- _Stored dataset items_

-=-=-=-=-

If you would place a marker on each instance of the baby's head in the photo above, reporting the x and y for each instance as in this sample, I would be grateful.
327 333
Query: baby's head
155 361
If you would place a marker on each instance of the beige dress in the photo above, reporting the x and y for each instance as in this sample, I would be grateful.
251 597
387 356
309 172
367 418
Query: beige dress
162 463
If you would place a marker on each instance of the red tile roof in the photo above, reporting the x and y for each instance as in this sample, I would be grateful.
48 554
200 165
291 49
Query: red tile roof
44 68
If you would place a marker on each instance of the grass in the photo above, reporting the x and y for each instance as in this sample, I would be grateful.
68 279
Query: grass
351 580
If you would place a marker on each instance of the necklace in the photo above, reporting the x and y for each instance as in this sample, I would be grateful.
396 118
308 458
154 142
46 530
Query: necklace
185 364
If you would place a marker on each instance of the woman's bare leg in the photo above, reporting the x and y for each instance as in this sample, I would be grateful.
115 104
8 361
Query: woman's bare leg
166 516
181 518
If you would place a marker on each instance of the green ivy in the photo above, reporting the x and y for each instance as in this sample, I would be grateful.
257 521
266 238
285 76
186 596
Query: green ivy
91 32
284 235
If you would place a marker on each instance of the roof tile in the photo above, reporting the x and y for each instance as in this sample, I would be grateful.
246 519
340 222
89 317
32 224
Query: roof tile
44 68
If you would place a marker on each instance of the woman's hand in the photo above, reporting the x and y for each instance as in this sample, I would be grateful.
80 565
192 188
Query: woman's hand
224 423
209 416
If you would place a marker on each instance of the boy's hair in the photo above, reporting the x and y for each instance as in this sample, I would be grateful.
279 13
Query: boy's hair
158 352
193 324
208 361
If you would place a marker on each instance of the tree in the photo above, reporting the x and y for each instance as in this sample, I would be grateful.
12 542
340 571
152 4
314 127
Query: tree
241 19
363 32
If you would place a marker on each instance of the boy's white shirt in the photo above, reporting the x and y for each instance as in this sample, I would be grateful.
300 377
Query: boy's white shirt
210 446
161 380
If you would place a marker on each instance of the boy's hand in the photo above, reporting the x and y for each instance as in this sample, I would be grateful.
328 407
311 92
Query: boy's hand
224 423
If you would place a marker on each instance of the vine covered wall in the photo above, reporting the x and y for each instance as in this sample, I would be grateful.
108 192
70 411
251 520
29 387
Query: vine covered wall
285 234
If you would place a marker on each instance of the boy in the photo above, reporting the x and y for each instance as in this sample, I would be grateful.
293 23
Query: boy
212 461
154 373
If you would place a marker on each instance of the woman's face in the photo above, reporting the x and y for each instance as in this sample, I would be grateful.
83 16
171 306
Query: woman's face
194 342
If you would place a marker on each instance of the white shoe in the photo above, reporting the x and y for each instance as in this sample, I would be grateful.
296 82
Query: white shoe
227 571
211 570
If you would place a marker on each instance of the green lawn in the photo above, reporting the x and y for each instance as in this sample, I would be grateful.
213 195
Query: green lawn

-=-=-=-=-

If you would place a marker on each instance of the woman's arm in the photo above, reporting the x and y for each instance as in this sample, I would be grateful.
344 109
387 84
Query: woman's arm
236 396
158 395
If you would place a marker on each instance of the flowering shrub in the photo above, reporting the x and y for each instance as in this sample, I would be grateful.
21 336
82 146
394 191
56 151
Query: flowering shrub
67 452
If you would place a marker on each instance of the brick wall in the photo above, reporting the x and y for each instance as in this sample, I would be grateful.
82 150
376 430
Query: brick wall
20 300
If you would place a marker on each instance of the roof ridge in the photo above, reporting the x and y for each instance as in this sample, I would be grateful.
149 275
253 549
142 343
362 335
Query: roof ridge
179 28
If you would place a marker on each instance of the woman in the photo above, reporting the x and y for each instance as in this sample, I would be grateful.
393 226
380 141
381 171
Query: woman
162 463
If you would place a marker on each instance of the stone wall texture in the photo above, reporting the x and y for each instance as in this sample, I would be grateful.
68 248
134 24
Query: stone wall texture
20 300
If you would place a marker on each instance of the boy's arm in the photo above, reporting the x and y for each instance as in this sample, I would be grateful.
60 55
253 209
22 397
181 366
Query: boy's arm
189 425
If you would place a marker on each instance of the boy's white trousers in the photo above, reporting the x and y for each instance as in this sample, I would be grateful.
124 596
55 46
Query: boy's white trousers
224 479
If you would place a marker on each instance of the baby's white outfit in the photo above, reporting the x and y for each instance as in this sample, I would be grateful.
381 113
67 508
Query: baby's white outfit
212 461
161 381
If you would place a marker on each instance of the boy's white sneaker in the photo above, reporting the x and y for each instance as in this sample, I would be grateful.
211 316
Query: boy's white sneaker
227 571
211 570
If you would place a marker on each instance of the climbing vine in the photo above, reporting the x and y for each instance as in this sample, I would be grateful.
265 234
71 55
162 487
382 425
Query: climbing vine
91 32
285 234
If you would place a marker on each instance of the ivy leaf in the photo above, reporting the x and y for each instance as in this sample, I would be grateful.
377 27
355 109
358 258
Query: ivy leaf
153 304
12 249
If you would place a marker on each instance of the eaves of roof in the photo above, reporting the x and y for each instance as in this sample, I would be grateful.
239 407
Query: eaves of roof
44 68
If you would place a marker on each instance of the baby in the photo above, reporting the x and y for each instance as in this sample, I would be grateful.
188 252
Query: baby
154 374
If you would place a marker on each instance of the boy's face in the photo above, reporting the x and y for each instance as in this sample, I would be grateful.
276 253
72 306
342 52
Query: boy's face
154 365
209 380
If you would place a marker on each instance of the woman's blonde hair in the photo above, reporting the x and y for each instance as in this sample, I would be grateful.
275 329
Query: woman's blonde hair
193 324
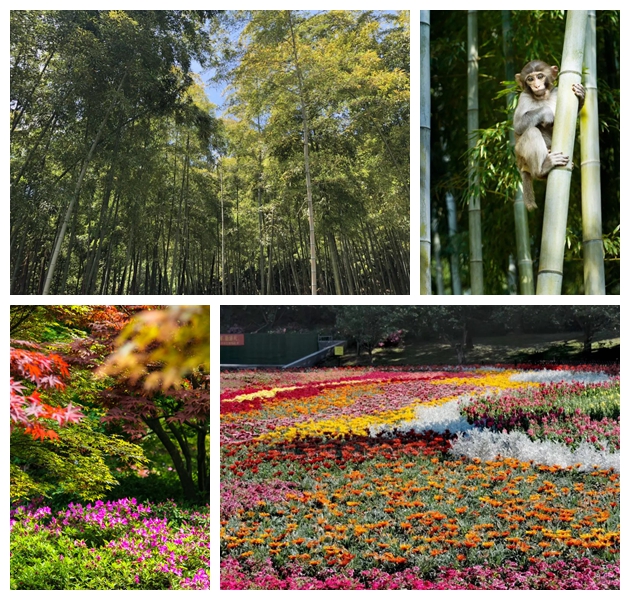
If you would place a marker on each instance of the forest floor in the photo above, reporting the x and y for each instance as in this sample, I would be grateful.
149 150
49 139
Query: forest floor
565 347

-=-=-=-=-

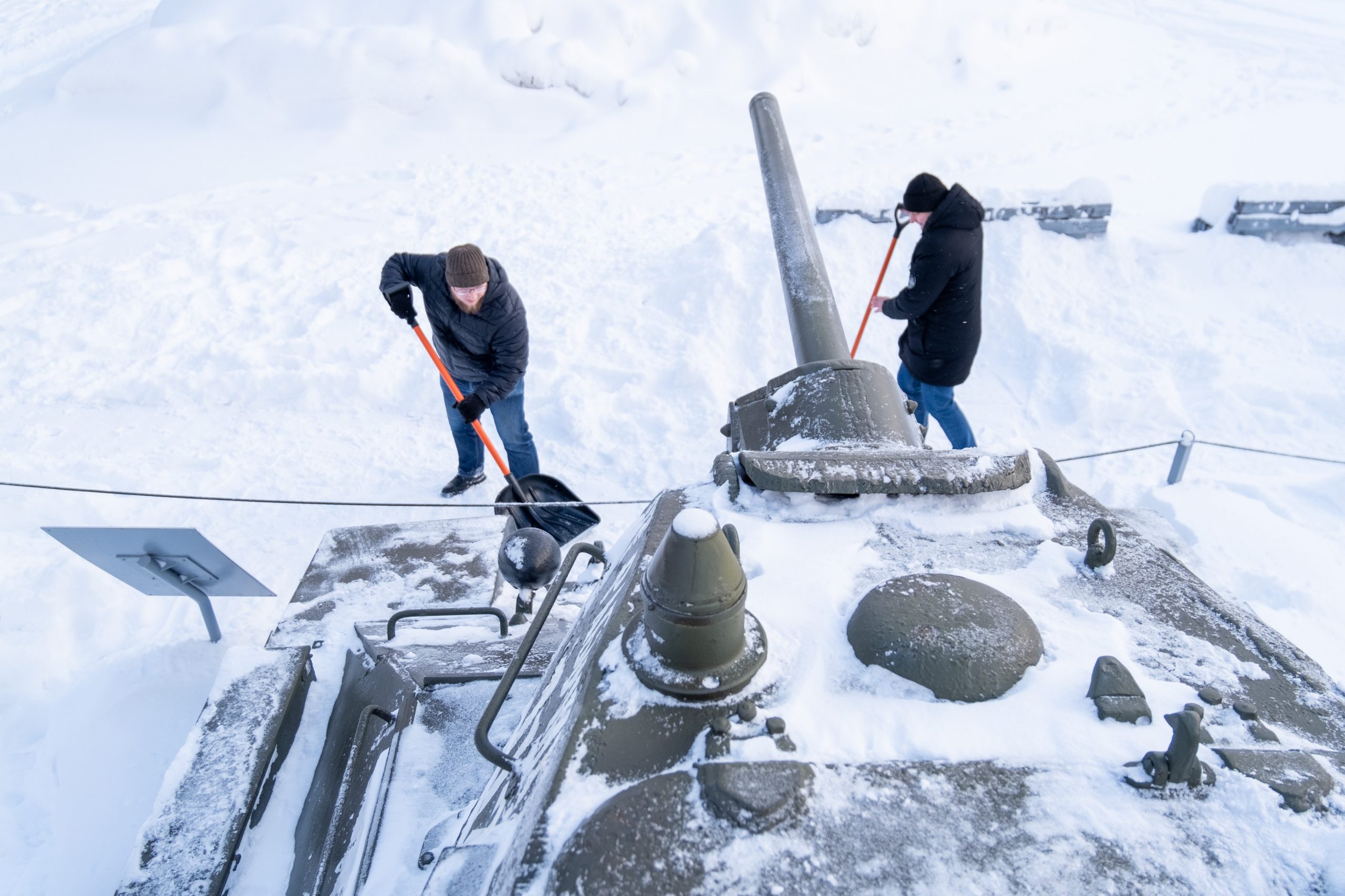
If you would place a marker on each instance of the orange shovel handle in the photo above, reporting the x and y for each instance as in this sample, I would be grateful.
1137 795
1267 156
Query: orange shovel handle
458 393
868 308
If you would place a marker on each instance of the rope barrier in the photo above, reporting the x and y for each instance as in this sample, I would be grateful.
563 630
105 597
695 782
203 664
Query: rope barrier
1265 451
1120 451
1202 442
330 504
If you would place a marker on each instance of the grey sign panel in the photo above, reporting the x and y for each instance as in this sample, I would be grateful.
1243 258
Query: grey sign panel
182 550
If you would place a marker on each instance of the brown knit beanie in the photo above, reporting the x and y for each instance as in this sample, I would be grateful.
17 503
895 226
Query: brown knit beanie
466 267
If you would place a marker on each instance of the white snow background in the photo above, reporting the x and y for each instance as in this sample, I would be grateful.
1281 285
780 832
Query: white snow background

-=-=-=-=-

- _PROMPT_
Copy from the entries above each line in which the string "snow" can be found.

- _TASK SOLUTION_
If you would place a marker on each instance of the white snow background in the photo above, reporting the x and y for each instance as in this sample, I would be grateful.
Query: white snow background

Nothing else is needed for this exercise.